* Exercise prompt *
Pull out each line of the records below that contains the word "overcast" and copy it. Case counts, so take only lines where the word has that same capitalization.
─── Entries
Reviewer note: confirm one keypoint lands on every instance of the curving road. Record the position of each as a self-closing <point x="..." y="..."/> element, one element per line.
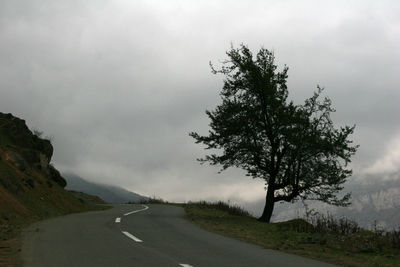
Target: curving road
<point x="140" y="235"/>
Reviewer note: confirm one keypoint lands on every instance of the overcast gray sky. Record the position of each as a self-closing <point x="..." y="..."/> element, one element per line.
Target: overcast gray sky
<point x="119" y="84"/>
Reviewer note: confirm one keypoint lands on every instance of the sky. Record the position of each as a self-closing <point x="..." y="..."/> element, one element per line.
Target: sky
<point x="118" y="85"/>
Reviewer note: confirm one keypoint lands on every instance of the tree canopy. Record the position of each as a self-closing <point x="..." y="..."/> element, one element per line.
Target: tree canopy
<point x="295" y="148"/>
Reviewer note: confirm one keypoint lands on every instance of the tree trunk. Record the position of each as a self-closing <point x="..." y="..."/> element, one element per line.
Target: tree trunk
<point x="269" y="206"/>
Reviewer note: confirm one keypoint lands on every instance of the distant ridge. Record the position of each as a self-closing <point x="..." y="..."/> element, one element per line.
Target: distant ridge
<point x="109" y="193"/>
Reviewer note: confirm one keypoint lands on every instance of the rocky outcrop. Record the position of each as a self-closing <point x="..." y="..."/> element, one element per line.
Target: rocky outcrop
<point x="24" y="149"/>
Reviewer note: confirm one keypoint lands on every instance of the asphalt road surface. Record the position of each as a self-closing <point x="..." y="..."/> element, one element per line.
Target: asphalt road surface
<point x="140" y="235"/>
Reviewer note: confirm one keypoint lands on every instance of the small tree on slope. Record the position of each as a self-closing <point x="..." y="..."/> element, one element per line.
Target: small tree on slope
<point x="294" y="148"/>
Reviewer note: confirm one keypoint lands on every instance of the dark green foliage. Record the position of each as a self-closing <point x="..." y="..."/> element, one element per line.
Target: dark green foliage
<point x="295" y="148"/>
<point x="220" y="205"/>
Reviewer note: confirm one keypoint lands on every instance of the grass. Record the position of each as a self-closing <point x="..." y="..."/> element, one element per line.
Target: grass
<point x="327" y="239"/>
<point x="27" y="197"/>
──────
─── Entries
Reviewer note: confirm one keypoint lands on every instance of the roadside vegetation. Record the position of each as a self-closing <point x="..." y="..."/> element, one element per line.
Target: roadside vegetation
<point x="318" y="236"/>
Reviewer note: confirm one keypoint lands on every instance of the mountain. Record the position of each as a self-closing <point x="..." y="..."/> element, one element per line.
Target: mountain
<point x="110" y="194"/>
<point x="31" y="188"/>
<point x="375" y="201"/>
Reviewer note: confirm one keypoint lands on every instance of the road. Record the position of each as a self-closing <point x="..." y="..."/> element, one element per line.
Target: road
──────
* Written answer *
Reviewer note: confirm one keypoint lands on every instance of the overcast gray sky. Record the position of each as a self-closing <point x="..." y="..."/> element, one element per line.
Target: overcast gray sky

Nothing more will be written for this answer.